*Requirements*: Pull out every line in the items below that has the word "water" in it. Case counts.

(Collection entries)
* * *

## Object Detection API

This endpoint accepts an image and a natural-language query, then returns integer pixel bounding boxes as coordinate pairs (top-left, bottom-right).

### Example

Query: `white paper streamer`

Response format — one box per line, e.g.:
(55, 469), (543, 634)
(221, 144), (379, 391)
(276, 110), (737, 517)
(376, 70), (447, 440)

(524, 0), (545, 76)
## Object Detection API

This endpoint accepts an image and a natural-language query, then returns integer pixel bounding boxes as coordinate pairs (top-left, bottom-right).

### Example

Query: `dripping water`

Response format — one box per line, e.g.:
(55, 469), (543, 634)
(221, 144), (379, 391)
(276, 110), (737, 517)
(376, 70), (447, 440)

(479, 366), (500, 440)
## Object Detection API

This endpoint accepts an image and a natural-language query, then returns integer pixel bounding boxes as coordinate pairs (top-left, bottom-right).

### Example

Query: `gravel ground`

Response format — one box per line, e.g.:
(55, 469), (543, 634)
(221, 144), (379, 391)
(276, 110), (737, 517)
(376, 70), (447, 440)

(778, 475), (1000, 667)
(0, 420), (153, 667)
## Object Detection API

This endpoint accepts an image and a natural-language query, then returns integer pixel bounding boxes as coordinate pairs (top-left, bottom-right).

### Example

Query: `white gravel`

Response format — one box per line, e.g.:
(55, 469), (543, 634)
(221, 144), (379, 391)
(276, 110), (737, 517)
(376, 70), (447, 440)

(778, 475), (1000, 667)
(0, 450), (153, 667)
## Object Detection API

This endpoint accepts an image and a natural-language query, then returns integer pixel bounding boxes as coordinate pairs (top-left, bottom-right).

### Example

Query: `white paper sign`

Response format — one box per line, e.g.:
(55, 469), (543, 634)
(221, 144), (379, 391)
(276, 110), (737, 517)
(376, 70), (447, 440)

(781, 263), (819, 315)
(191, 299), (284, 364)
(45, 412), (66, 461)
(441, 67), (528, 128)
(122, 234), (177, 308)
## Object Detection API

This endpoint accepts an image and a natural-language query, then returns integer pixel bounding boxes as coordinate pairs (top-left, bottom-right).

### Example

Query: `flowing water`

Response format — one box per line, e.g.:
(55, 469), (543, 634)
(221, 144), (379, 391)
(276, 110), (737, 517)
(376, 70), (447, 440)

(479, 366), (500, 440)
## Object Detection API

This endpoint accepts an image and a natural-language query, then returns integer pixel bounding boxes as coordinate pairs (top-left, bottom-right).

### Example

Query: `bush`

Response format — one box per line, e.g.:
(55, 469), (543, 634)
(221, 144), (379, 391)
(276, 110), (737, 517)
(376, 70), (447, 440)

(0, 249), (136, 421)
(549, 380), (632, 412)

* * *

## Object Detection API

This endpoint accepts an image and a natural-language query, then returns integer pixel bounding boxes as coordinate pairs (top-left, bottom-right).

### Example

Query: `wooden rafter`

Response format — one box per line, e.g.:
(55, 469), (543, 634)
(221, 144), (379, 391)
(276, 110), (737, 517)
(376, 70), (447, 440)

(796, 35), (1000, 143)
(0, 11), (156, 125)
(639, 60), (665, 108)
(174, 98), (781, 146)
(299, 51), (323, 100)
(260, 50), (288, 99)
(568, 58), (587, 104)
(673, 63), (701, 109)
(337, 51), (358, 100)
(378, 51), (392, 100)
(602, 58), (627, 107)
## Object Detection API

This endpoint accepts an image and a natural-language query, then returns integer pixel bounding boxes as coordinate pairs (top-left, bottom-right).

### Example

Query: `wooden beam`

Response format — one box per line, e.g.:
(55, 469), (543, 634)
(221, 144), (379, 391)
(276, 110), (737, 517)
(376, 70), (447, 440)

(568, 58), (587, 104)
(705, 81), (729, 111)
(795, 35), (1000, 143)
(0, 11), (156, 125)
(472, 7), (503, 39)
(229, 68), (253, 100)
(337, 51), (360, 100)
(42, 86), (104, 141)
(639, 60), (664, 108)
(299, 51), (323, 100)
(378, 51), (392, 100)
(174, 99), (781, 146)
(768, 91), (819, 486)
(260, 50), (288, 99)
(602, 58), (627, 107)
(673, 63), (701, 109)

* * *

*Written response*:
Query: `dripping water`
Query: `flowing water`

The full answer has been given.